Notice that `read_logs()` handles any columnar inconsistencies as mentioned
above. If `read_logs()` finds a field that other entries don't have, it maps it
to an empty string for that log entry. This was chosen over `NA`s to allow for
consistency on re-write. You can, however, just replace all the empty strings
with `NA` after read, if you want to.

You can also pass a file path to `read_logs()`, and read that `loggit` log file
instead.

The other helpful utilities are as follows:

- You can control the format of the timestamp in the logs; it defaults to ISO
  format `"%Y-%m-%dT%H:%M:%S%z"`, but you may set it yourself using
  `set_timestamp_format()`. Note that this format is ultimately passed to
  `format.Date()`, so the supplied format needs to be valid.
- You can control the output name & location of the log file using
  `set_logfile(logfile)`. Similarly, you can retrieve the location of the
  current log file using `get_logfile()`.

===

**Action item A**
Answer each question from the passage on loggit's log utilities:
(i) When `read_logs()` finds a field that other entries lack, what does it map that field to for the log entry?
(ii) What is the default timestamp format in the logs?
(iii) Which function retrieves the location of the current log file?
**Action item B**
Pick up the passage on loggit's log utilities after its last sentence and continue it.

===

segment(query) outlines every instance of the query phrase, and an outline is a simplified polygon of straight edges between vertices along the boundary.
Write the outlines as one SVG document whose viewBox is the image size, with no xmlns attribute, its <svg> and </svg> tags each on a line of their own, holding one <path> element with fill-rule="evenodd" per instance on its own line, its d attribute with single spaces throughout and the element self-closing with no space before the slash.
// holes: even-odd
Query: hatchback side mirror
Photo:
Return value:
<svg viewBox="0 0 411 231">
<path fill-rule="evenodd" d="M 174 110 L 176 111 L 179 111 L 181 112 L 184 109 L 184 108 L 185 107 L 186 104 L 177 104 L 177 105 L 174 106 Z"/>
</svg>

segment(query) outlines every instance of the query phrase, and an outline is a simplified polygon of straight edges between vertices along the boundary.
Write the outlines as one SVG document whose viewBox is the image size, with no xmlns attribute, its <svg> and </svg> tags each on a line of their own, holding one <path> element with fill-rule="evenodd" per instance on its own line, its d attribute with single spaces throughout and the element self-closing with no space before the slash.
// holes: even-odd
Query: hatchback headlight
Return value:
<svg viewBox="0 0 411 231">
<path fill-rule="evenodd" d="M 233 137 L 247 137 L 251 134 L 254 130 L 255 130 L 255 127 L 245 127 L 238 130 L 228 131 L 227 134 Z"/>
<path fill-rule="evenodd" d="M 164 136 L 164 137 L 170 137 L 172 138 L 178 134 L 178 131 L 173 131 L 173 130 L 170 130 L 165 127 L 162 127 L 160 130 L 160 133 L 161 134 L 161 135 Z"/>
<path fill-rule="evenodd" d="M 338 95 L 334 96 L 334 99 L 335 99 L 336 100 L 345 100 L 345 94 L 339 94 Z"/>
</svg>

===

**Final answer A**
(i) An empty string.
(ii) ISO format, `"%Y-%m-%dT%H:%M:%S%z"`.
(iii) `get_logfile()`.

**Final answer B**
Things to keep in mind
----------------------

- `loggit` will default to writing to an R temporary directory. As per CRAN
  policies, ***a package cannot write*** to a user's "home filespace" without
  approval. Therefore, you need to set the log file before any logs are written
  to disk, using `set_logfile(logfile)` (I recommend in your working directory,
  and naming it "loggit.log"). If you are using loggit in your own package, you
  can wrap this in a call to `.onLoad()`, so that logging is set on package
  load. If not, then make the set call as soon as possible (e.g. at the top of
  your script(s), right after your calls to `library()`); otherwise, no logs
  will be written to persistent storage!